- [Estratto]
────────────────

I partecipanti in piazza contro il regime del Pcc lamentano la presenza di uomini cinesi che, dopo aver individuato chi manifesta, minacciano i famigliari rimasti in patria
Nella mattina del 10 marzo si è svolta a Roma a Piazza dell’Esquilino, dietro la stazione Termini, la manifestazione della comunità tibetana in ricordo delle proteste che avvennero lo stesso giorno del 1959 contro l’occupazione cinese e la successiva repressione per mano dell’Esercito di liberazione popolare del Partito comunista.
All’appuntamento annuale hanno risposto diverse organizzazioni composte da persone di origine tibetana presenti da tempo in Italia.
La paura di protestare
Arrivando sul posto, si potevano vedere i colori accesi delle bandiere del Tibet sventolare al centro della piazza assolata, sentire gli slogan urlati attraverso il megafono, ma poche persone presenti.
«Non tutti si sentivano di poter venire alla manifestazione, molti hanno ancora famiglia in Tibet», dice a Icij Nyima Dhondup, vicepresidente della Comunità tibetana in Italia. E aggiunge «Hanno paura delle ripercussioni che potrebbero avere i loro cari se il governo cinese venisse a sapere della loro presenza in piazza».
Solitamente, attorno al presidio che si riunisce ogni anno, si vedono girare delle persone di origine cinese che, cellulari alla mano, scattano foto al gruppo, così da identificare i partecipanti. Se le persone nelle immagini hanno ancora famiglie in Cina, è possibile che le autorità cinesi si presentino alle porte dei parenti e minaccino ripercussioni, ad esempio trattenendoli in prigione, bloccando i conti corrente dei famigliari o bloccando sostegni e contributi, per mettere pressione ai membri all’estero e bloccare le attività ritenute sovversive dal Partito.
È la situazione in cui si trova Gyatso, nome di fantasia usato per proteggere la sua identità. Arrivato in Italia oltre dieci anni fa, ha ottenuto lo status di rifugiato ed è riuscito a costruirsi una nuova vita, ma ha ancora i parenti in Tibet.
«Non posso partecipare a nessun evento pubblico, ho paura che possa succedere qualcosa alla mia famiglia», dice. «Riesco solo a parlarci brevemente al telefono, ma anche in quel caso posso solo chiedere come stanno, mai parlare di politica, nel caso ci stiano intercettando».

────────────────

- [Righe archiviate]
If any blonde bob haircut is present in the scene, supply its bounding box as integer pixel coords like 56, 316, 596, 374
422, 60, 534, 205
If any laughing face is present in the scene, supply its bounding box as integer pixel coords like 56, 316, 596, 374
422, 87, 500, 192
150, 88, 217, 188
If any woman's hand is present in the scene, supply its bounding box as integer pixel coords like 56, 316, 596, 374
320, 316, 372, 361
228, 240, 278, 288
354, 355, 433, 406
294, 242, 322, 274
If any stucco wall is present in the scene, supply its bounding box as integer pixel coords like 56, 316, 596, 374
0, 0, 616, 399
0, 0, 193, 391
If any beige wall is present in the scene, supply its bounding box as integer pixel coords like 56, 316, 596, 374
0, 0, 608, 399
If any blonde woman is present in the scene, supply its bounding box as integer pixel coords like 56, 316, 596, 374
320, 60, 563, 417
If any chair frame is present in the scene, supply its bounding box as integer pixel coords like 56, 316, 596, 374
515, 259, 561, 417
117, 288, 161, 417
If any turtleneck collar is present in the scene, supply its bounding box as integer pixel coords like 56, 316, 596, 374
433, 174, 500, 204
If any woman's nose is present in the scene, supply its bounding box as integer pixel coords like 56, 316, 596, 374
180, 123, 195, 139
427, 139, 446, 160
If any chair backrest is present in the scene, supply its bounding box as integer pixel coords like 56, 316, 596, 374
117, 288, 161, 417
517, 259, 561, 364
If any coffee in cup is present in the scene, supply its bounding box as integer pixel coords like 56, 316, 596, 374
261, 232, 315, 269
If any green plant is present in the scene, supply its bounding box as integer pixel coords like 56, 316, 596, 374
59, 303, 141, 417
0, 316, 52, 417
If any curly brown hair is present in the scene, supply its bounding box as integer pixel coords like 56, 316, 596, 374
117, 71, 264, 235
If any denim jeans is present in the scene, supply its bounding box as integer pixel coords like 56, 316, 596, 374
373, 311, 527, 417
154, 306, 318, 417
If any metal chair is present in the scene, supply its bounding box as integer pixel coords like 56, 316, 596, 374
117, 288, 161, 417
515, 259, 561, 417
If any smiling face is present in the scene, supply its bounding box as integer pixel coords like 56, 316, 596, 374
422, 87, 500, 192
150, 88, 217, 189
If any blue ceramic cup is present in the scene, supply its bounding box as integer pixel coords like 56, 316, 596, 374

────────────────

- [Consegna 1]
Nell'estratto sulla manifestazione tibetana a Roma, quali ripercussioni sui parenti vengono citate come esempi di ciò che le autorità cinesi possono minacciare? Elencale tutte.
- [Consegna 2]
Prosegui l'estratto sulla manifestazione tibetana a Roma a partire dall'ultima frase riportata.

- [Risposta scritta 1]
- Trattenere i parenti in prigione
- Bloccare i conti corrente dei famigliari
- Bloccare sostegni e contributi

- [Risposta scritta 2]
Il metodo
La pratica viene descritta dalle stesse autorità cinesi come «comprimere lo spazio», una serie di azioni messe in atto dai dirigenti del Partito per «far sentire le persone sotto pressione, incapaci di sviluppare le proprie capacità e ridurre l’impatto delle loro attività». È ciò che si legge in un documento ufficiale del 2013 del governo cinese trapelato attraverso il lavoro di Adrian Zenz, direttore di Chinese Studies presso la Victims of Communism Memorial Foundation a Washington, che descrive le tattiche da usare per reprimere le voci dissidenti.
Questa situazione rappresenta una condizione ormai comune che si sta verificando sia in Asia che in Europa e fa parte della nuova strategia del Partito comunista cinese, volta a reprimere tutte le forme di dissenso politico che potrebbero sovvertire il potere dello stato e l’immagine che la Cina vuole dare di se stessa al mondo.
I casi sono aumentati a partire dal 2013, anno in cui Xi Jinping è salito al potere e ha sottolineato l’importanza di preservare la sicurezza nazionale da ogni minaccia, interna ed esterna. Secondo la nuova indagine svolta da Icij, in almeno sette casi tra Europa e Asia i manifestanti in proteste avvenute durante le visite del presidente Xi Jinping sono stati bersaglio di tattiche repressive.
In tutti i casi esaminati, le forze dell’ordine locali hanno violato i diritti di decine di manifestanti al solo fine di schermare il leader cinese dall’espressione del dissenso. In alcuni casi, le forze dell’ordine hanno trattenuto o arrestato i manifestanti dopo azioni pacifiche: il solo fatto di aver mostrato striscioni o accessori di vestiario con scritte come “Free Tibet” e “Abbasso la dittatura” è costato alle persone direttamente interessate un periodo di detenzione.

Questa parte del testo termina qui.